» **GOAL OF THE EXERCISE**: Print only the lines that begin at the line containing "# point at: black" and end at the last line of the material, both included, without any change.
########################################
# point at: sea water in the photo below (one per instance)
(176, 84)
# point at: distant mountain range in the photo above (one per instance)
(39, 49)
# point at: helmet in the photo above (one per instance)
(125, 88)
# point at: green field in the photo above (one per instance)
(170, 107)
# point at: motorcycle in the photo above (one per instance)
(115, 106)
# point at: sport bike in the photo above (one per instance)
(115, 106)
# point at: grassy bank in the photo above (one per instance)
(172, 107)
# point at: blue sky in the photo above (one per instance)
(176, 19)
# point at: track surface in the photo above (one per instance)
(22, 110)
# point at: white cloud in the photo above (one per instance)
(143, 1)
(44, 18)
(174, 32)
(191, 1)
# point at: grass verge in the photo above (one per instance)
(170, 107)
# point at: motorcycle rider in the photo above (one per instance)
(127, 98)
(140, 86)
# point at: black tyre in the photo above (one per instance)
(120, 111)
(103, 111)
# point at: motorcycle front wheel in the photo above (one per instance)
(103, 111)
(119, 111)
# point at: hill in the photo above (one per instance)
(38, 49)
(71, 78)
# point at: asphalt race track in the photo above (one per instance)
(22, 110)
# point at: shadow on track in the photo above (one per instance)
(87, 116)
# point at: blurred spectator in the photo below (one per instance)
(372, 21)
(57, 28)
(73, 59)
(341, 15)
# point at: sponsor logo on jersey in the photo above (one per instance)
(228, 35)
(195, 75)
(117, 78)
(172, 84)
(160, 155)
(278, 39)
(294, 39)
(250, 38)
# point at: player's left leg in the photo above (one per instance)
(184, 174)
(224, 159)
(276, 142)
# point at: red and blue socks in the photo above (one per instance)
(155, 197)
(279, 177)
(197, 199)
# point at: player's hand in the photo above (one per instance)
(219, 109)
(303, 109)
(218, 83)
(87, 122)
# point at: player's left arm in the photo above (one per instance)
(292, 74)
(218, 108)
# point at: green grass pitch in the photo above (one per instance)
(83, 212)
########################################
» **SOLUTION FOR THIS PROBLEM**:
# point at: black tyre in the photo above (one per instance)
(120, 111)
(103, 111)
# point at: motorcycle front wheel in the photo above (one per instance)
(103, 111)
(119, 111)
# point at: hill in the photo above (one per instance)
(38, 49)
(71, 78)
# point at: asphalt race track in the photo above (one per instance)
(22, 110)
# point at: shadow on track in the photo above (one per instance)
(87, 116)
# point at: blurred spectator in the photo below (one per instance)
(372, 21)
(57, 28)
(73, 59)
(341, 15)
# point at: sponsor logo on jersey in the photo above (one per instance)
(228, 35)
(195, 75)
(117, 78)
(172, 84)
(160, 155)
(278, 39)
(294, 39)
(250, 38)
# point at: player's left leg in the photo above (one per instance)
(184, 174)
(224, 159)
(276, 142)
# point at: red and blue socks in the photo above (one per instance)
(155, 197)
(279, 177)
(197, 199)
# point at: player's hand in the photo above (one per instance)
(219, 109)
(303, 109)
(218, 83)
(87, 122)
# point at: player's left arm in the photo above (one per instance)
(292, 74)
(218, 108)
# point at: green grass pitch in the photo above (one per instance)
(83, 212)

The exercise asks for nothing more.